Referring expression pointing data
========================================

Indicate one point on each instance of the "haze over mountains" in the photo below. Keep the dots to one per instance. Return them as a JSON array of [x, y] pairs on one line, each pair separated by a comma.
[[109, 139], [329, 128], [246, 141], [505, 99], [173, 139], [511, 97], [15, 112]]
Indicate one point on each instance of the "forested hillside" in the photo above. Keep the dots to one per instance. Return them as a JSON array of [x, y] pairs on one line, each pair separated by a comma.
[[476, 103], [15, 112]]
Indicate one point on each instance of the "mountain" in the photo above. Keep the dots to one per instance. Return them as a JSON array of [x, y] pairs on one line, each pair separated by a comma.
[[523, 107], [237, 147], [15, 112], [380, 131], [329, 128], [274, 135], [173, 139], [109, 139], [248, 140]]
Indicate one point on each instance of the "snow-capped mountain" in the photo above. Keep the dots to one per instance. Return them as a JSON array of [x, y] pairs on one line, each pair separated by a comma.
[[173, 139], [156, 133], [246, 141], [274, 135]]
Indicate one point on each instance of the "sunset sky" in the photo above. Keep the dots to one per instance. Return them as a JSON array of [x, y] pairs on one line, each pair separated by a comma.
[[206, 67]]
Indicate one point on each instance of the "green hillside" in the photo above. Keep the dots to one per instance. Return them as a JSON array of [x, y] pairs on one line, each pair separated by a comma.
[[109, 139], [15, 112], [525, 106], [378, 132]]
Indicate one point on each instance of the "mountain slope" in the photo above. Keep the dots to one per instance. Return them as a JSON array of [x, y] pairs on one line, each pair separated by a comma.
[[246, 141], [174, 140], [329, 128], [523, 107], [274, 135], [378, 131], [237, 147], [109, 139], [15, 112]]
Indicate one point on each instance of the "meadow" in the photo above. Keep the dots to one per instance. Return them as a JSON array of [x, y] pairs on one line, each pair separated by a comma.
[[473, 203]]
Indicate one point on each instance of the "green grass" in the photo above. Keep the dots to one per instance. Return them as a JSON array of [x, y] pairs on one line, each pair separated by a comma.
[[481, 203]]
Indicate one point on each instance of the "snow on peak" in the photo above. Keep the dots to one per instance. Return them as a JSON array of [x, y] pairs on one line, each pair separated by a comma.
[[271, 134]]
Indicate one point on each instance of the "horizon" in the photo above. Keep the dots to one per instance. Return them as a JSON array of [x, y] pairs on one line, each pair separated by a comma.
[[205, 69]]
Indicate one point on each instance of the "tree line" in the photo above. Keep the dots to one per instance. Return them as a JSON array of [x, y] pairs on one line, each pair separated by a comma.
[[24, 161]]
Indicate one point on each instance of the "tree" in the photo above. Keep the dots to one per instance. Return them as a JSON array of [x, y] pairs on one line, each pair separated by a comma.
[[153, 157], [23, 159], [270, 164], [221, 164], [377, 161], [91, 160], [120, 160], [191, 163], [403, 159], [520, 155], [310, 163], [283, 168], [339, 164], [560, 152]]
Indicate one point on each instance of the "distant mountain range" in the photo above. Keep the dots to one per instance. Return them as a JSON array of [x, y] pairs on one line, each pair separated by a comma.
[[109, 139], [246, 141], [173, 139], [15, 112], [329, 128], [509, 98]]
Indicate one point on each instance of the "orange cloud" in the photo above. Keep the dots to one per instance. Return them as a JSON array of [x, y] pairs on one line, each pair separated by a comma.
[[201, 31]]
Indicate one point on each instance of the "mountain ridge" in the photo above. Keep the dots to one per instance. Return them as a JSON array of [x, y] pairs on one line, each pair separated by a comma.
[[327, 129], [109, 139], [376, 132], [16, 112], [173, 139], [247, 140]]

========================================

> _What you are asked to do_:
Set down the records once more, character for character.

> _Answer_:
Indicate one point on each instance of the "haze over mountains" in the photo below. Keep the dots to one per instance. Return them as a JSON array of [x, y] pairs on one line, each pair separated by a comma.
[[109, 139], [329, 128], [246, 141], [505, 99], [173, 139], [511, 97], [15, 112]]
Indicate one point on each instance of the "forested hillside" in the photo above. Keep the dots to one per instance. Return them as a JSON array of [x, y] pairs on one line, each pair separated by a comma.
[[476, 103], [15, 112]]
Indicate one point on each instance of the "mountain" in the photo above. Keep the dots to one per instance. Return them as a JSON array of [x, y] pairs on one line, each pair separated by a comma.
[[523, 107], [237, 147], [15, 112], [380, 131], [329, 128], [274, 135], [173, 139], [109, 139], [248, 140]]
Indicate one point on each instance of the "snow-capped mountain" in the photo above. Keep the dots to one per instance. Return them as a JSON array of [x, y] pairs on one line, each pair separated by a comma.
[[173, 139], [156, 133], [246, 141], [274, 135]]
Indicate one point on each instance of the "sunset sky" in the photo above. Keep the dots to one per instance. Return them as a JSON array of [x, y] pairs on one line, each pair separated by a comma.
[[206, 67]]
Indicate one point on each instance of the "green hillside" in the photo above. Keep the dots to one per instance. Return them as a JSON array of [x, y] pairs on one line, each pair separated by a comma.
[[109, 139], [15, 112], [525, 106], [378, 132]]
Indicate one point on each instance of the "mountain slope" in the photo above. Keep the dots to one per instance. Return them as a JSON array of [x, y] pairs on one line, each pair separated by a comma.
[[246, 141], [174, 140], [329, 128], [523, 107], [274, 135], [378, 131], [237, 147], [109, 139], [15, 112]]
Indicate one point on each instance of the "meadow" in the photo above. Keep the dots to one per instance. Return them as a JSON array of [x, y] pairs on one line, each pair separated by a comma.
[[473, 203]]
Indicate one point on each instance of the "green grass" in the photo above. Keep the dots to one per instance. Return them as a JSON array of [x, y] pairs on one line, each pair separated by a comma.
[[481, 203]]
Indicate one point on each instance of the "snow on peak" in the photo above. Keep the dots to one per instance. Return them as a JSON array of [x, y] pairs on one line, each pair separated by a comma.
[[271, 134]]
Indicate one point on each instance of the "horizon" in the photo above. Keep the dots to one per instance. Return them as a JSON array of [x, y] pairs on one line, each pair separated by a comma.
[[205, 69]]
Indicate one point on each instance of the "tree line" in the photo above. Keep the dots to one per instance. Return them as a JSON array of [x, y] pairs on one line, each pair separated by a comma.
[[24, 161]]
Indicate one point on each instance of the "tree" in the photo above. Keep the dots to one per instance. Return them as a JSON array of [x, y] pairs on one line, each pair separated by a comma.
[[153, 157], [23, 159], [270, 164], [221, 164], [377, 161], [91, 160], [120, 160], [191, 163], [403, 159], [520, 155], [310, 163], [283, 168], [339, 164], [560, 152]]
Indicate one point on each instance of the "distant mountain range" in the photo above. Keep the dots to one per instance. Return them as a JSON array of [x, y] pairs on one line, each pair separated by a comma.
[[109, 139], [246, 141], [173, 139], [15, 112], [329, 128], [509, 98]]
Indicate one point on each instance of the "orange cloud" in the photo above. Keep the dots to one per instance. Return them as a JSON array of [x, y] pairs on one line, each pair separated by a comma.
[[201, 31]]
Indicate one point on each instance of the "mountain ridge" in the photo above. Keep the dots to one per instance. Return them as a JSON array of [x, y] pairs on one line, each pair separated by a comma.
[[327, 129], [109, 139], [376, 132], [16, 112], [173, 139], [247, 140]]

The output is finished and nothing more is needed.